In full and without alteration, print the entries that follow.
● ● ●
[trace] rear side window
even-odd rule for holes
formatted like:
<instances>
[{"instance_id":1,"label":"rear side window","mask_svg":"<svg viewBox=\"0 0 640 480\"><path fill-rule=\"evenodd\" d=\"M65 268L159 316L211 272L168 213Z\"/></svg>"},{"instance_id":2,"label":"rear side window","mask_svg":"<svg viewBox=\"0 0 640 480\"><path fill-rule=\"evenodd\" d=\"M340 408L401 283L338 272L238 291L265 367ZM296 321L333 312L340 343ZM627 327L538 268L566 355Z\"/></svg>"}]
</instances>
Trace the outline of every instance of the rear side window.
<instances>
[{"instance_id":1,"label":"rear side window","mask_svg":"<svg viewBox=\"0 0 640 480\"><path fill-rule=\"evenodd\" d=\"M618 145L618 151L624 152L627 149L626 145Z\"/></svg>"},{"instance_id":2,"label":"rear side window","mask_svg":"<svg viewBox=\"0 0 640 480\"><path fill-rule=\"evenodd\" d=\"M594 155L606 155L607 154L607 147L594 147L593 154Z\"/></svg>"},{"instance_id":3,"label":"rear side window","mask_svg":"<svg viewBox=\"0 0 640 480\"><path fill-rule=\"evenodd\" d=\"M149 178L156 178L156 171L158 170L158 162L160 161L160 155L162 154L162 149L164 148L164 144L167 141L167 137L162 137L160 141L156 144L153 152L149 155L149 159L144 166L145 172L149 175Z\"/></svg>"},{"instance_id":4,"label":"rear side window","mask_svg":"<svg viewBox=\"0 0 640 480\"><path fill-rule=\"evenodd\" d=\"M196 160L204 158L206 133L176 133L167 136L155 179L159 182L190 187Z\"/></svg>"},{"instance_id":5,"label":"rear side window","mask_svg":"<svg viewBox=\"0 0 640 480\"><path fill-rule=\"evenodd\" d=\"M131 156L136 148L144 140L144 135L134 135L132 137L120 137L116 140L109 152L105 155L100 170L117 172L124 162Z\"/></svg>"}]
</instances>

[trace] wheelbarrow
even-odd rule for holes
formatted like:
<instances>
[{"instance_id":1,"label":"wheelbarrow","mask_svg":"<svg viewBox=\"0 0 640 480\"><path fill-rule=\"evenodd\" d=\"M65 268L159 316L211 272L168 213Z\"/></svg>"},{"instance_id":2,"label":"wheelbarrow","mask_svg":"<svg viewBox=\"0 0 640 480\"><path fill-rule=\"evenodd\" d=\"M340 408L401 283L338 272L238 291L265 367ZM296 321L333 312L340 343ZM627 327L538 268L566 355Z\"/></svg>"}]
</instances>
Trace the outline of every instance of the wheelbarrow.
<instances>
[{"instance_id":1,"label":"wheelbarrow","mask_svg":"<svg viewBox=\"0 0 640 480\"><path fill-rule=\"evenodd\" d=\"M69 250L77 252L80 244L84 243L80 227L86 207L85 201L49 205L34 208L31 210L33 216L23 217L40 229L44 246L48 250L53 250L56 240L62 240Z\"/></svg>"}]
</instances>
● ● ●
SOLUTION:
[trace] rear side window
even-odd rule for holes
formatted like:
<instances>
[{"instance_id":1,"label":"rear side window","mask_svg":"<svg viewBox=\"0 0 640 480\"><path fill-rule=\"evenodd\" d=\"M65 268L159 316L211 272L168 213Z\"/></svg>"},{"instance_id":2,"label":"rear side window","mask_svg":"<svg viewBox=\"0 0 640 480\"><path fill-rule=\"evenodd\" d=\"M340 408L401 283L338 272L238 291L265 367ZM296 321L333 312L340 343ZM627 327L538 268L566 355Z\"/></svg>"}]
</instances>
Trace the outline of every instance of the rear side window.
<instances>
[{"instance_id":1,"label":"rear side window","mask_svg":"<svg viewBox=\"0 0 640 480\"><path fill-rule=\"evenodd\" d=\"M618 145L618 151L624 152L627 149L626 145Z\"/></svg>"},{"instance_id":2,"label":"rear side window","mask_svg":"<svg viewBox=\"0 0 640 480\"><path fill-rule=\"evenodd\" d=\"M594 155L606 155L607 154L607 147L594 147L593 154Z\"/></svg>"},{"instance_id":3,"label":"rear side window","mask_svg":"<svg viewBox=\"0 0 640 480\"><path fill-rule=\"evenodd\" d=\"M149 178L156 178L156 171L158 170L158 162L160 161L160 155L162 154L162 149L164 148L164 144L167 141L167 137L162 137L160 141L156 144L153 152L149 155L149 159L144 166L145 172L149 175Z\"/></svg>"},{"instance_id":4,"label":"rear side window","mask_svg":"<svg viewBox=\"0 0 640 480\"><path fill-rule=\"evenodd\" d=\"M196 160L204 158L206 133L176 133L167 136L155 179L159 182L190 187Z\"/></svg>"},{"instance_id":5,"label":"rear side window","mask_svg":"<svg viewBox=\"0 0 640 480\"><path fill-rule=\"evenodd\" d=\"M131 156L136 148L144 140L144 135L134 135L132 137L120 137L116 140L109 152L105 155L100 170L117 172L124 162Z\"/></svg>"}]
</instances>

[trace] wheelbarrow
even-odd rule for holes
formatted like:
<instances>
[{"instance_id":1,"label":"wheelbarrow","mask_svg":"<svg viewBox=\"0 0 640 480\"><path fill-rule=\"evenodd\" d=\"M65 268L159 316L211 272L168 213Z\"/></svg>"},{"instance_id":2,"label":"wheelbarrow","mask_svg":"<svg viewBox=\"0 0 640 480\"><path fill-rule=\"evenodd\" d=\"M340 408L401 283L338 272L238 291L265 367ZM296 321L333 312L340 343ZM627 327L538 268L566 355Z\"/></svg>"}]
</instances>
Trace the outline of every instance of the wheelbarrow.
<instances>
[{"instance_id":1,"label":"wheelbarrow","mask_svg":"<svg viewBox=\"0 0 640 480\"><path fill-rule=\"evenodd\" d=\"M69 250L77 252L80 244L84 243L80 227L86 207L85 201L49 205L34 208L31 210L33 216L23 217L40 229L44 246L48 250L53 250L56 240L62 240Z\"/></svg>"}]
</instances>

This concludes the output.